**Request 1**
In the piece on Teju Cole, why did he write Open City as a way to make space for a private, more complex experience of New York after 9/11? Answer in one to three sentences.
**Request 2**
Pick up the piece on Teju Cole right after its final sentence and keep writing.

== Text segment ==

Teju Cole and Literature as Breathing Space

Teju Cole, the Nigerian-born author of Open City, was living in Brooklyn, too, at the time. Among other things, his first novel is an attempt to make space for that private, more complex experience of post-9/11 New York that was drowned out by the flags, the bumper stickers, and the media.  

I heard Cole speak two weeks ago at the Brooklyn Academy of Music, which hosted him as part of its Eat, Drink, and Be Literaryseries. After reading from Open City, the author spoke for a while with writer Francine Prose, then answered audience questions. One theme that consistently emerged was Cole’s interest in creating space, through literature, for those bits of real, complex experience that can find their expression nowhere else. 

Writing the Africa that’s Not in the News

Having created literary space for post 9/11 New York, Cole is now working on doing the same thing for his hometown of Lagos, Nigeria. “It’s difficult to give people a sense of the real, modern lives of Africans,” he said at BAM, “Many people only see Kony 2012.”

===
== Record extracts ==

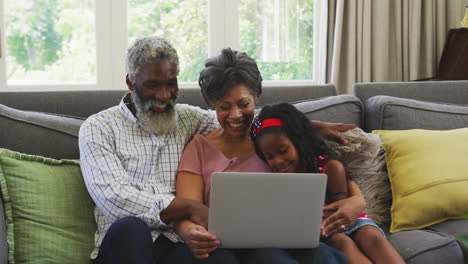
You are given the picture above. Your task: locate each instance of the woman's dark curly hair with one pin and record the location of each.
(297, 128)
(226, 70)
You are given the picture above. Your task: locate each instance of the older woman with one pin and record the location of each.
(230, 84)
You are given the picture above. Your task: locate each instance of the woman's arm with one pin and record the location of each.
(201, 243)
(345, 212)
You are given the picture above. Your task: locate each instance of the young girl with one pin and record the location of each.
(284, 138)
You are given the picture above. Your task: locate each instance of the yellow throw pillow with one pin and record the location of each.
(428, 172)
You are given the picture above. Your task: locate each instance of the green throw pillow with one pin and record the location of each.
(48, 209)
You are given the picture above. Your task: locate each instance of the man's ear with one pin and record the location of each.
(129, 83)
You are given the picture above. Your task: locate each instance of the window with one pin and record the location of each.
(81, 44)
(49, 41)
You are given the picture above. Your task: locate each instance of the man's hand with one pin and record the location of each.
(200, 242)
(181, 208)
(330, 130)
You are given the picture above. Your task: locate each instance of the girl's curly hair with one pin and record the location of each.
(298, 129)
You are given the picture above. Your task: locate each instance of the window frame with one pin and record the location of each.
(112, 37)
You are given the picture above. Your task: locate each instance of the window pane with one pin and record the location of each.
(278, 34)
(50, 41)
(182, 22)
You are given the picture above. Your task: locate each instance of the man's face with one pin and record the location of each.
(153, 96)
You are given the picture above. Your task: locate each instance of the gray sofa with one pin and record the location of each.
(47, 123)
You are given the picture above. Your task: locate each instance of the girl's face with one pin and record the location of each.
(280, 153)
(235, 111)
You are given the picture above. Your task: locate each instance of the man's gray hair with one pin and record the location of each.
(149, 50)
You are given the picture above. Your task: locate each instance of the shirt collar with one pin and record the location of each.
(123, 108)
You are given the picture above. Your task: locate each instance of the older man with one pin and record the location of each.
(129, 157)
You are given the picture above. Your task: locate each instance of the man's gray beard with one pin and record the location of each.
(158, 123)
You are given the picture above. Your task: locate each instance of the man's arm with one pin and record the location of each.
(203, 121)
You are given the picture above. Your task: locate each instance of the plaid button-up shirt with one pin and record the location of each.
(130, 171)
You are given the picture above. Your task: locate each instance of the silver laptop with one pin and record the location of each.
(257, 210)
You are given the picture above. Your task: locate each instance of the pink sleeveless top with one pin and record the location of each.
(202, 158)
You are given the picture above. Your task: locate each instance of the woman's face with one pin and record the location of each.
(280, 153)
(235, 111)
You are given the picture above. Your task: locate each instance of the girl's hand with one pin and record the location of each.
(199, 241)
(342, 213)
(330, 130)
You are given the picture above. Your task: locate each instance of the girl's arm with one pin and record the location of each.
(345, 212)
(200, 242)
(337, 185)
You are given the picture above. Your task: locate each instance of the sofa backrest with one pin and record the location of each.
(442, 92)
(46, 123)
(452, 92)
(87, 102)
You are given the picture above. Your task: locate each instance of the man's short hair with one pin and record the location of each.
(149, 50)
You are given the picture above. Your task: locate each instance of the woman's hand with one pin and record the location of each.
(343, 213)
(330, 130)
(200, 242)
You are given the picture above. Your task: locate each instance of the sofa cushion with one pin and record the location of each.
(364, 160)
(48, 209)
(428, 184)
(393, 113)
(38, 133)
(3, 235)
(426, 246)
(454, 227)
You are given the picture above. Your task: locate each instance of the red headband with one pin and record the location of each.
(258, 124)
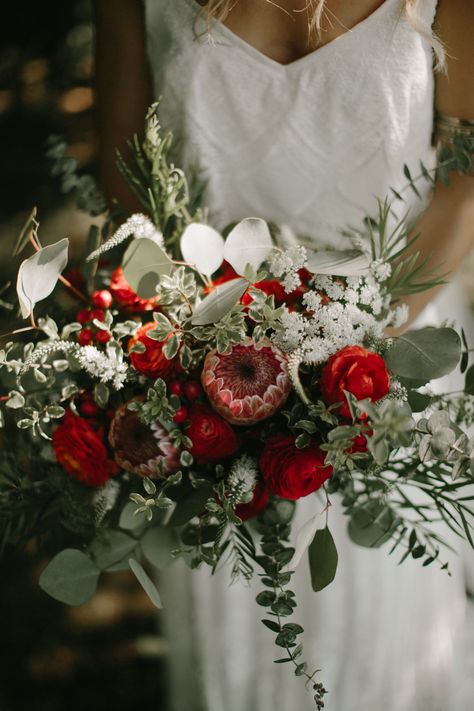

===

**Exercise output 1**
That private, more complex experience of the city after 9/11 was drowned out by the flags, the bumper stickers, and the media. His first novel tries to give it room.

**Exercise output 2**
Cole’s “small fates” on twitter are 140-character, darkly ironic, Zen koan-like news items (based on current events in Lagos) that attempt to communicate the complex reality of people’s lives in modern Africa. A recent one read:

@tejucole, Aug. 19: The Nigerian police motto is “the police is your friend,” but Taiwo, 25, beaten in Alapere for not paying a bribe, has his doubts. 

Cole based this perfectly tweetable form on an early 20th century news feature, the fait divers, perfected by French journalist Félix Fénéon. Encountering one of these tweets amid a stream of links to cool YouTube videos and snarky comments about Mitt Romney’s hair is an invigorating, time-stopping shock to the system, like jumping out of a sauna into an ice-cold lake. 

The author is at work now on a nonfiction account of modern-day Lagos, based in part on extensive interviews with its residents. Like small fates, their stories are sometimes painful. Cole responds to critics who want him to paint a more positive picture of Africa, leaving out the gory bits that they fear will add to the negative stereotypes. 

“My account of Lagos has to include the insanity – no there aren’t roving bands of warlords abducting us, but it’s a crazy place to live, and in very modern ways.”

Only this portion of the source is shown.